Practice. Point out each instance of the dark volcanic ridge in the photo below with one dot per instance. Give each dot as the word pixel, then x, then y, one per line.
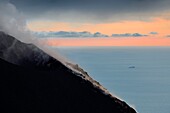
pixel 32 81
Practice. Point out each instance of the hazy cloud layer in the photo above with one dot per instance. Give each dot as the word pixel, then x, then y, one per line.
pixel 92 10
pixel 153 33
pixel 68 34
pixel 129 35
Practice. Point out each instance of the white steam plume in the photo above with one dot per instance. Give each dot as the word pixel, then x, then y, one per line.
pixel 12 22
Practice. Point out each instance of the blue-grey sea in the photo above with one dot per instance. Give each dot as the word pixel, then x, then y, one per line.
pixel 138 75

#####

▶ _PROBLEM STATEMENT_:
Put every one of the lines above into a Markdown table with the columns Row and Line, numbering the rows and skipping blank lines. Leave the pictures out of the table.

▶ _RESPONSE TO THIS EXERCISE_:
| Row | Line |
|---|---|
| 1 | Practice. Point out each instance of the dark volcanic ridge in the photo below with one dot per instance. Give each dot as the word pixel, then x, then y, one per line. |
| 2 | pixel 32 81 |
| 3 | Practice. Point out each instance of the hazy cloud layer in the photo above with one dot per instance. Give each dot as the word pixel, then x, then y, one per line. |
| 4 | pixel 92 10 |
| 5 | pixel 153 33 |
| 6 | pixel 68 34 |
| 7 | pixel 129 35 |
| 8 | Practice. Point out each instance of the white steam plume in the photo above with one dot per instance. Give each dot as the word pixel, then x, then y, one per line. |
| 9 | pixel 12 22 |
| 10 | Practice. Point out each instance of the blue-grey sea in the photo above with one dot per instance. Give each dot as the word pixel, then x, then y, one per line. |
| 11 | pixel 138 75 |